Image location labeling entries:

↓↓↓

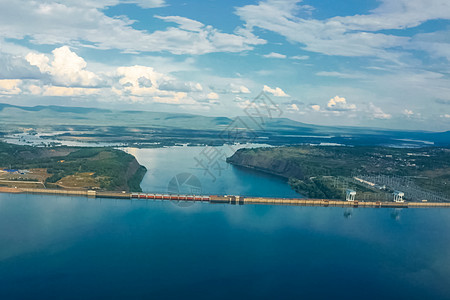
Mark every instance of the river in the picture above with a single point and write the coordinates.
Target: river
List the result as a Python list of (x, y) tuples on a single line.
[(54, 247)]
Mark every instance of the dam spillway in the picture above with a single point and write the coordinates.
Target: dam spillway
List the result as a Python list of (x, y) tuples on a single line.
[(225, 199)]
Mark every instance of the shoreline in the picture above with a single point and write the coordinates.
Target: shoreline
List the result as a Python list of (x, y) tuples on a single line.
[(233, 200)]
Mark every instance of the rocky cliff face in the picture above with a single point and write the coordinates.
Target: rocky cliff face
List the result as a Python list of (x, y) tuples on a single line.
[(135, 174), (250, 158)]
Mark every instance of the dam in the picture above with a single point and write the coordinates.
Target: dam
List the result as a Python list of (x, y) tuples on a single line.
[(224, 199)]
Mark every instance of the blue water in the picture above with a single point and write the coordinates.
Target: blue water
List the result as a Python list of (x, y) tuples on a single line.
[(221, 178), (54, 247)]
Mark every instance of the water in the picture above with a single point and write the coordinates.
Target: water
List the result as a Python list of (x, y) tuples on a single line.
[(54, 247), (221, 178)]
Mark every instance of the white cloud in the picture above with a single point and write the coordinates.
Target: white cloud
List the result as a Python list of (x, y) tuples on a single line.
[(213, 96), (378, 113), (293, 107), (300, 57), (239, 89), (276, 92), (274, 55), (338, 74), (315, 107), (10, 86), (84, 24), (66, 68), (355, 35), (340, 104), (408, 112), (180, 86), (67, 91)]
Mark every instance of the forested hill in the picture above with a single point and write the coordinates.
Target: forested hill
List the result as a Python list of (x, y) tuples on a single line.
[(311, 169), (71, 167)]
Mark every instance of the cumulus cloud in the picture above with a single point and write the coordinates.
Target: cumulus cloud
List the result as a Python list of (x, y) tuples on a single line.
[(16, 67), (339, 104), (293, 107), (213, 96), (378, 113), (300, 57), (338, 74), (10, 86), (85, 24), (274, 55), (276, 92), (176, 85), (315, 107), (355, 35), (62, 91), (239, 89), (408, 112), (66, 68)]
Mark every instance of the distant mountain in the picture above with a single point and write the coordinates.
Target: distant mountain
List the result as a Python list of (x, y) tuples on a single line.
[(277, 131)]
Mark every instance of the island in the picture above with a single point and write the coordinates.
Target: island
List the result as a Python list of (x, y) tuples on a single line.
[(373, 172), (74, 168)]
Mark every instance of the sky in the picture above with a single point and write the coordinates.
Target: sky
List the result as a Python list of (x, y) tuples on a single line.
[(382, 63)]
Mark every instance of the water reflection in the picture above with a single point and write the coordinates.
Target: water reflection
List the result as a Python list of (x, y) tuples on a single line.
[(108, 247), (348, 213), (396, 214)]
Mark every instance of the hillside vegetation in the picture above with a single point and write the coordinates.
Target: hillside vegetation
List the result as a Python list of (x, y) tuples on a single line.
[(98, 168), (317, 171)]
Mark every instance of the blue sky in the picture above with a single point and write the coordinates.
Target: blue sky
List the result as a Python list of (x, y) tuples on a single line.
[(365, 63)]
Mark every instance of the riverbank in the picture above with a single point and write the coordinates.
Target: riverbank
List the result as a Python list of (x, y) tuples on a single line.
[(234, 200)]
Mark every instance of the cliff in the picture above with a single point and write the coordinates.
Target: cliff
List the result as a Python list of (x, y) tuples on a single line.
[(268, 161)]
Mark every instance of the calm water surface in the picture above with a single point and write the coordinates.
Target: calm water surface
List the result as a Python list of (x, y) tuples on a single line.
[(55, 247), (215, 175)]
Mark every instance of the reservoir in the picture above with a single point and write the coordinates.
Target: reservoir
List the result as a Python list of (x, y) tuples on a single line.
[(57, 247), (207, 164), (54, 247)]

↑↑↑

**REQUIREMENT:** Rescale everything from the line containing "Mark every instance of the island" down to the line containing "[(98, 168), (317, 171)]", both lines included. Write out only those lines again, requests too, multiplying each coordinate in the answers by 1.6 and rounding to whole numbers, with halves rounded up.

**WRITTEN SOLUTION:**
Mark every instance of the island in the picture above with a single point and write the coordinates.
Target: island
List the result as a Python list of (x, y) tuples on a single line.
[(597, 275), (118, 269)]
Mark every instance of the sky in the picture above with a single point and write the coordinates.
Target: sky
List the result as a Python list of (x, y) tuples on a single line.
[(611, 101)]
Mark every instance of the water reflection in the picture above with a single point and write the coordinates.
Target: water reflection
List the result as a Python list of (x, y) tuples on a single line.
[(173, 395), (557, 341), (634, 342)]
Mark every instance of the hillside vegetation in the picture above with a single point and write the coordinates.
Target: hillside vegetation
List the result as a Python list of (x, y) tuples on a single line.
[(157, 269), (507, 274)]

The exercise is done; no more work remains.